▶ _Parts of the exercise_
1. In the resistance training article, how many times a week does the author say to do weights?
2. Retype the resistance training article between "So lets start" and "I described yesterday.", inclusive.
3. Extend the resistance training article with a few more sentences that follow on from its last one.

▶ _Reading passage_
◇ ◇ ◇ ◇

Here’s the link to Forget Everything You THINK You Know, Part 1; in case you missed it.
So lets start Part 2 by recapping the main points of Part 1.
Trying to lose weight, tone up, whatever. Resistance (aka weight) training is your number one priority.
Let me say that again for emphasis; resistance training is your number one priority!
So, that doesn’t mean “gym once a week, 4 hours of cardio every other night”. It means weights (or resistance bands, bodyweight resistance, whatever you’ve got) 4 or 5 times a week. And by “weights” I don’t mean one of those group fitness classes with the barbells… don’t get me wrong, I’ve done those years ago and they are a bloody hard workout, but I’m talking about lifting HEAVY, the way I described yesterday.
Somewhat technical explanation; lifting light weights will only really tax the Type I muscle fibres, which generally speaking are not going to be the most abundant form of muscle fibres (unless you are an endurance athlete or something, I suppose). So, this sort of training will work the Type I fibres, get a good pump of blood into the muscles, and it will burn a lot of calories. But that doesn’t make it the best way to change your body composition and get hard and lean – you gotta lift heavy!
So here’s the next thing you probably need to forget about: burning more calories = more effective exercise.
Now this might be a contentious issue for a lot of people. I know a lot of trainers are fond of combining exercises to burn more calories. And a lot of people prefer lighter weights / higher reps (or the treadmill, or whatever) because they believe it will burn more calories.
I want to put it to you and everyone else out there, that just burning more calories is missing the point. When people talk about “burning calories” it implies that eating food is a bad thing, a necessary evil, or unavoidable pitfall. Which, it isn’t. Food is FUEL and the purpose of exercise is to make the body UTILISE that fuel to build the healthy, attractive body that we all desire (or, to improve performance in sport I guess, if that’s your thing).
So yes, our resistance training session is going to burn a few hundred calories. Like I said yesterday, at first it’s just lift, chillax, lift, chillax. Easy. But once you hit your stride and start lifting as heavy as possible with decent technique, you’ll be breathing just as hard and sweating just as much as you might in one of those hard cardio sessions. Pretty close anyway. But there’s a difference… a big difference.
What happens next is… your body has to recover. We’ve exhausted supplies of glycogen in the muscles and the liver, so for the rest of the day your body is UTILISING the carbohydrates you take in to replenish these stores. We’re lifting as heavy as we possibly can, so your body is UTILISING the protein you take in to build stronger muscles. If you’ve got your intakes right, there’s nothing left over to go into fat stores, and your body gets the message and responds accordingly; by shedding fat and getting hard and firm.

◇ ◇ ◇ ◇

▶ _Dataset content_
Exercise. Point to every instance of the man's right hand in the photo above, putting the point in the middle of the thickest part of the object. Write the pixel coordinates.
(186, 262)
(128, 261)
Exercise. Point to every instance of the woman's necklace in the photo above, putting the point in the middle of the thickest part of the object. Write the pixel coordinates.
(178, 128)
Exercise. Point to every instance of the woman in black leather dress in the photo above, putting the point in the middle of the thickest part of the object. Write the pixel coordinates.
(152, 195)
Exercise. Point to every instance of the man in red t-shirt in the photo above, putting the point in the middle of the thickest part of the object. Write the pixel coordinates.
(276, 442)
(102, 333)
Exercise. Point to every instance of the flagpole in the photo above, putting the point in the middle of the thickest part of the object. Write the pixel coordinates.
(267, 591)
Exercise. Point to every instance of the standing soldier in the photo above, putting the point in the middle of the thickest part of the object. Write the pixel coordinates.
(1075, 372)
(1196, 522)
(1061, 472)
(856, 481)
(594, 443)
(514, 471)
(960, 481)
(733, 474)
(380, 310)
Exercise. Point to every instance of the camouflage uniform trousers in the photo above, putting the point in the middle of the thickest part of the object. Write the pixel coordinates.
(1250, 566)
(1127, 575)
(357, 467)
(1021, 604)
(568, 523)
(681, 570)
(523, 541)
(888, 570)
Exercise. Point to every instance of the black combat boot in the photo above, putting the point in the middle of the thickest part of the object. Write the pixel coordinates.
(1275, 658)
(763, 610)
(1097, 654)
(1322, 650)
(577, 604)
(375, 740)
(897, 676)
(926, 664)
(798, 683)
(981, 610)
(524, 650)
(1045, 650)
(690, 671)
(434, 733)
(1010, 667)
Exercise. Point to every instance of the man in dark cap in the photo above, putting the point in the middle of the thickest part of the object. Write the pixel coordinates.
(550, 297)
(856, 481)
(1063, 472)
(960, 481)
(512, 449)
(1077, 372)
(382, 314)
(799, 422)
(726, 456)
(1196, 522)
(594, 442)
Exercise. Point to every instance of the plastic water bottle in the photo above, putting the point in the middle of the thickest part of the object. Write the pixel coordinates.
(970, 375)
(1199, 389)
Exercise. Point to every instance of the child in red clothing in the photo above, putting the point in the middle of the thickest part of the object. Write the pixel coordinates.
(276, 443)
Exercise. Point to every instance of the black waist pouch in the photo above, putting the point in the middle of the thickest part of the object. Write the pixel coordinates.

◇ ◇ ◇ ◇

▶ _Answers to the exercises_
1. 4 or 5 times a week.

2.
So lets start Part 2 by recapping the main points of Part 1.
Trying to lose weight, tone up, whatever. Resistance (aka weight) training is your number one priority.
Let me say that again for emphasis; resistance training is your number one priority!
So, that doesn’t mean “gym once a week, 4 hours of cardio every other night”. It means weights (or resistance bands, bodyweight resistance, whatever you’ve got) 4 or 5 times a week. And by “weights” I don’t mean one of those group fitness classes with the barbells… don’t get me wrong, I’ve done those years ago and they are a bloody hard workout, but I’m talking about lifting HEAVY, the way I described yesterday.

3.
Not necessarily HUGE and muscular mind you (the ladies always need to hear this part). We eat enough to maintain a target weight range, and end up at that weight, but lean, toned, firm and attractive. You can only get bigger by eating bigger, understand? I keep saying; it is actually incredibly difficult to build a large body builder’s style physique. It certainly will not happen by accident!
So what’s wrong with cardio?
Nothing. But cardio will only take you part of the way. This is why a lot of people come to me frustrated because they’re doing so much cardio, eating so little, and still not getting the lean, toned figure that they’re after. Read the testimonials on my site, it’s all in there.
Like I said above, cardio burns calories that you’ve consumed during the day, and if this leaves you below maintenance levels you’ll lose weight. But weight training forces your body to utilise those calories to actually build the physique that you want. To use a horrifically bad analogy, cardio should be the icing on the cake, if you will. That bit extra that you do to compliment your resistance training. Not the other way around!
Nutrition (hitting the right range of calories, nothing too difficult or unpleasant) is first, weights second, and cardio third; as far as what areas of your plan make the most difference in your results.
But I like cardio!
Good! Keep doing it, and add in a weights program 4 times a week. You’ll see much better results.
And if you HATE cardio… look, if you really want a well rounded fitness routine you’ll try to find some form of cardio that you do enjoy (I like boxing, or bodyweight circuits, that’s about all!) and do it a couple of times a week. But don’t letting hating cardio put you off trying to get into shape, because you’ll almost certainly find that weights is a lot more enjoyable and you’re better cut out for it.
So, you don’t do cardio sessions in your Personal Training?
Mostly I want people lifting weights. But I also do boxing, kickboxing and bodyweight resistance based circuits amongst other things for a hard and fun cardio workout.
I aint gonna stand next to you while you’re on a treadmill for 40 minutes though. No chance in hell!